• _TASK TO COMPLETE_: Output every entry exactly as given.

● ● ● ● ● ● ●

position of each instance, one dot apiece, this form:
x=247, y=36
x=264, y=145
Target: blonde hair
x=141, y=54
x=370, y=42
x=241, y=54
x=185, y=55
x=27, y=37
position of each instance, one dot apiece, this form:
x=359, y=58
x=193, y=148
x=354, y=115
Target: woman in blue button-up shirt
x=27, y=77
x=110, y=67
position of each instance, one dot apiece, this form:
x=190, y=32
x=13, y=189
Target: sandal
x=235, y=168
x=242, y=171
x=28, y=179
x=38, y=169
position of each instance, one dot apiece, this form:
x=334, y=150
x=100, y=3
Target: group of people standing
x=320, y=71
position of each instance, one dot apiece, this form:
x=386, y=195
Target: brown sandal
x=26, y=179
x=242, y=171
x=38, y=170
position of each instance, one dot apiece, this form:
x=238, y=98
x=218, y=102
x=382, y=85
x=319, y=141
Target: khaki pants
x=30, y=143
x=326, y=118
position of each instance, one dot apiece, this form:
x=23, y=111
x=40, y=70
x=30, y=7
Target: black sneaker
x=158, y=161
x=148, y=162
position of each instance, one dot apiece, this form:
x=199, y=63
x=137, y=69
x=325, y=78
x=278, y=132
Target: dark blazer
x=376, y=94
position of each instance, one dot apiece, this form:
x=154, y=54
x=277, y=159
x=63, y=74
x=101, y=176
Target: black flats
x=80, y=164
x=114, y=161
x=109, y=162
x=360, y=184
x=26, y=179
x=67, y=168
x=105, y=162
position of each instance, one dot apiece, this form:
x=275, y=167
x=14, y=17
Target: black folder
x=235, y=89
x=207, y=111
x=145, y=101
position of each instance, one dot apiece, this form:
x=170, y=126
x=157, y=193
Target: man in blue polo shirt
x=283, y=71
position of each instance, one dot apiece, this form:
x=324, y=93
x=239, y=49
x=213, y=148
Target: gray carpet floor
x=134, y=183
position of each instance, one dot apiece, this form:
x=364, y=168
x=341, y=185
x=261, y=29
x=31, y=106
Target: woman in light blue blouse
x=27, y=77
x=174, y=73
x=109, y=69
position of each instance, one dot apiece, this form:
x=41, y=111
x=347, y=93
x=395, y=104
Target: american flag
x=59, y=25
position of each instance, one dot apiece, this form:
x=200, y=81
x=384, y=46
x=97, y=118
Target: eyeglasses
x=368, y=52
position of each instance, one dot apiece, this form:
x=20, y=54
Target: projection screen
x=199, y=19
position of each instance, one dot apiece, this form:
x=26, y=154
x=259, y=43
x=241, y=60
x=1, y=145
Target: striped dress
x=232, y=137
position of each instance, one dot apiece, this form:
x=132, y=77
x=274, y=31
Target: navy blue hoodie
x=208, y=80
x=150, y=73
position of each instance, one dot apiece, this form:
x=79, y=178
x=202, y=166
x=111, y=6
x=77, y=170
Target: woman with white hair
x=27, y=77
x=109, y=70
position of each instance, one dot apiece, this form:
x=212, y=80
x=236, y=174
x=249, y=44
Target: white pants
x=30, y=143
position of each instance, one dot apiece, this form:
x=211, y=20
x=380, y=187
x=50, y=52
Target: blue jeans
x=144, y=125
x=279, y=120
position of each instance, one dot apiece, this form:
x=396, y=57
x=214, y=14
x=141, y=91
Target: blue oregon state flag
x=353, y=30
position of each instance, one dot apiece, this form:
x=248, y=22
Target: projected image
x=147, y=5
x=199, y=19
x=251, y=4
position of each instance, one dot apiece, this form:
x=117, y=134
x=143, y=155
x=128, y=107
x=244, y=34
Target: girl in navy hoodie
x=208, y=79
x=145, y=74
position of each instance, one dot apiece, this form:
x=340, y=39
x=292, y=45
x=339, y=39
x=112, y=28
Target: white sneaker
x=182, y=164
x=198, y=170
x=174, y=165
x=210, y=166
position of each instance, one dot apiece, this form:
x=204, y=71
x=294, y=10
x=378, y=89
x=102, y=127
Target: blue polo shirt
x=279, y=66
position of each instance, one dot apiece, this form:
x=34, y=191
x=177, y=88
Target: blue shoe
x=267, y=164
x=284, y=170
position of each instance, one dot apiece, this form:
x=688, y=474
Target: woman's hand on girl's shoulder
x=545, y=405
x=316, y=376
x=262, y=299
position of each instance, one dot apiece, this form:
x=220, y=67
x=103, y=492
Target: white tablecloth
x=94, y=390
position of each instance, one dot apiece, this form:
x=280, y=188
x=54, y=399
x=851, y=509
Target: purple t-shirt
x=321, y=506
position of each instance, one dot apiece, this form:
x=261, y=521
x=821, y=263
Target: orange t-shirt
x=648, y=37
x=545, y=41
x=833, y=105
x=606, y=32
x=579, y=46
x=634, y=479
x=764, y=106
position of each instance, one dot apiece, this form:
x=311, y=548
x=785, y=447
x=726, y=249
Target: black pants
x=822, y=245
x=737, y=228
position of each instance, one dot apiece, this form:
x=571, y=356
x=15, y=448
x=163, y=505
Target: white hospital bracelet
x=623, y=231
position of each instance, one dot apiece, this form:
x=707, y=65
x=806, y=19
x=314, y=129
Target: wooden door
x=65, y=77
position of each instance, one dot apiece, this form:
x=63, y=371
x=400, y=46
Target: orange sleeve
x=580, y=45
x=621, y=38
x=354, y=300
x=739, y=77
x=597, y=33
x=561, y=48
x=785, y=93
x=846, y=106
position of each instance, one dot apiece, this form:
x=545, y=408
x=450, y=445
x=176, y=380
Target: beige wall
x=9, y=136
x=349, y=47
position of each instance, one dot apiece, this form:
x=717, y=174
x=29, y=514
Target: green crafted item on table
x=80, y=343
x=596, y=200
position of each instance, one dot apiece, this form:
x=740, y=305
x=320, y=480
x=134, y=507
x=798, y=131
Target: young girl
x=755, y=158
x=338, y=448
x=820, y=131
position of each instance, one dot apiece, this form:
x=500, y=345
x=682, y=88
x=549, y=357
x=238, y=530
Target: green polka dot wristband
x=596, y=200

● ● ● ● ● ● ●

• _PROBLEM SOLUTION_:
position of each instance, one dot apiece, this form:
x=247, y=36
x=264, y=145
Target: blonde hair
x=141, y=54
x=370, y=42
x=241, y=54
x=185, y=55
x=27, y=37
position of each instance, one dot apiece, this form:
x=359, y=58
x=193, y=148
x=354, y=115
Target: woman in blue button-up shirt
x=27, y=77
x=110, y=67
position of each instance, one dot apiece, this form:
x=190, y=32
x=13, y=189
Target: sandal
x=235, y=168
x=242, y=171
x=28, y=179
x=38, y=169
position of each instance, one dot apiece, this form:
x=334, y=150
x=100, y=3
Target: group of people standing
x=320, y=71
position of each instance, one dot apiece, this form:
x=386, y=195
Target: brown sandal
x=26, y=179
x=242, y=171
x=38, y=170
position of each instance, one dot apiece, this form:
x=238, y=98
x=218, y=102
x=382, y=85
x=319, y=141
Target: khaki pants
x=30, y=143
x=326, y=118
position of each instance, one dot apiece, this form:
x=23, y=111
x=40, y=70
x=30, y=7
Target: black sneaker
x=158, y=161
x=148, y=162
position of each instance, one dot apiece, this form:
x=199, y=63
x=137, y=69
x=325, y=78
x=278, y=132
Target: dark blazer
x=376, y=94
position of each instance, one dot apiece, this form:
x=154, y=54
x=277, y=159
x=63, y=74
x=101, y=176
Target: black flats
x=80, y=164
x=114, y=161
x=109, y=162
x=360, y=184
x=26, y=179
x=67, y=168
x=105, y=162
position of each instance, one dot apiece, this form:
x=275, y=167
x=14, y=17
Target: black folder
x=235, y=89
x=207, y=111
x=145, y=101
position of each instance, one dot apiece, this form:
x=170, y=126
x=157, y=193
Target: man in blue polo shirt
x=283, y=71
position of each instance, one dot apiece, this form:
x=324, y=93
x=239, y=49
x=213, y=148
Target: gray carpet floor
x=134, y=183
position of each instance, one dot apiece, this form:
x=364, y=168
x=341, y=185
x=261, y=29
x=31, y=106
Target: woman in light blue blouse
x=27, y=77
x=174, y=73
x=109, y=69
position of each instance, one dot apiece, this form:
x=41, y=111
x=347, y=93
x=395, y=104
Target: american flag
x=59, y=25
position of each instance, one dot apiece, this form:
x=200, y=81
x=384, y=46
x=97, y=118
Target: eyeglasses
x=368, y=52
position of each instance, one dot apiece, this form:
x=20, y=54
Target: projection screen
x=199, y=19
position of each instance, one dot apiece, this form:
x=26, y=154
x=259, y=43
x=241, y=60
x=1, y=145
Target: striped dress
x=232, y=137
position of each instance, one dot apiece, this form:
x=132, y=77
x=274, y=31
Target: navy blue hoodie
x=208, y=80
x=150, y=73
position of each instance, one dot apiece, this form:
x=79, y=178
x=202, y=166
x=111, y=6
x=77, y=170
Target: woman with white hair
x=27, y=77
x=109, y=70
position of each instance, one dot apiece, this form:
x=212, y=80
x=236, y=174
x=249, y=44
Target: white pants
x=30, y=143
position of each instance, one dot apiece, this form:
x=211, y=20
x=380, y=187
x=50, y=52
Target: blue jeans
x=144, y=125
x=279, y=120
position of each instance, one dot apiece, this form:
x=396, y=57
x=214, y=14
x=141, y=91
Target: blue oregon state flag
x=353, y=30
position of each instance, one dot apiece, this form:
x=248, y=22
Target: projected image
x=147, y=5
x=199, y=19
x=251, y=4
position of each instance, one dot apiece, this form:
x=117, y=134
x=143, y=155
x=128, y=107
x=244, y=34
Target: girl in navy hoodie
x=208, y=79
x=145, y=74
position of each instance, one dot apiece, this form:
x=340, y=39
x=292, y=45
x=339, y=39
x=112, y=28
Target: white sneaker
x=182, y=164
x=198, y=170
x=174, y=165
x=210, y=166
position of each instance, one dot apiece, this form:
x=204, y=71
x=294, y=10
x=378, y=89
x=102, y=127
Target: blue polo shirt
x=279, y=66
position of each instance, one dot apiece, this form:
x=34, y=191
x=177, y=88
Target: blue shoe
x=267, y=164
x=284, y=170
position of each instance, one dot apiece, this form:
x=688, y=474
Target: woman's hand on girl's shoulder
x=545, y=405
x=316, y=376
x=262, y=299
position of each instance, one dot apiece, this form:
x=220, y=67
x=103, y=492
Target: white tablecloth
x=94, y=390
position of each instance, one dot apiece, this form:
x=280, y=188
x=54, y=399
x=851, y=509
Target: purple t-shirt
x=321, y=506
position of each instance, one dot apiece, this form:
x=261, y=521
x=821, y=263
Target: orange t-shirt
x=648, y=37
x=545, y=41
x=833, y=105
x=606, y=32
x=579, y=46
x=634, y=479
x=764, y=106
position of each instance, one dot apiece, this form:
x=311, y=548
x=785, y=447
x=726, y=249
Target: black pants
x=822, y=245
x=737, y=228
position of each instance, one dot apiece, this form:
x=571, y=356
x=15, y=448
x=163, y=505
Target: white hospital bracelet
x=623, y=231
position of each instance, one dot apiece, this form:
x=707, y=65
x=806, y=19
x=314, y=129
Target: wooden door
x=65, y=77
position of each instance, one dot apiece, this form:
x=63, y=371
x=400, y=46
Target: orange sleeve
x=580, y=45
x=621, y=38
x=354, y=300
x=739, y=77
x=597, y=33
x=561, y=48
x=785, y=93
x=846, y=106
position of each instance, one dot apiece, this form:
x=545, y=408
x=450, y=445
x=176, y=380
Target: beige wall
x=9, y=136
x=349, y=47
position of each instance, one dot apiece, this form:
x=717, y=174
x=29, y=514
Target: green crafted item on table
x=80, y=343
x=596, y=200
position of each instance, one dot apiece, this form:
x=740, y=305
x=320, y=480
x=134, y=507
x=798, y=131
Target: young girl
x=755, y=158
x=338, y=448
x=820, y=131
position of each instance, one dot apiece, this form:
x=500, y=345
x=682, y=88
x=549, y=357
x=238, y=530
Target: green polka dot wristband
x=596, y=200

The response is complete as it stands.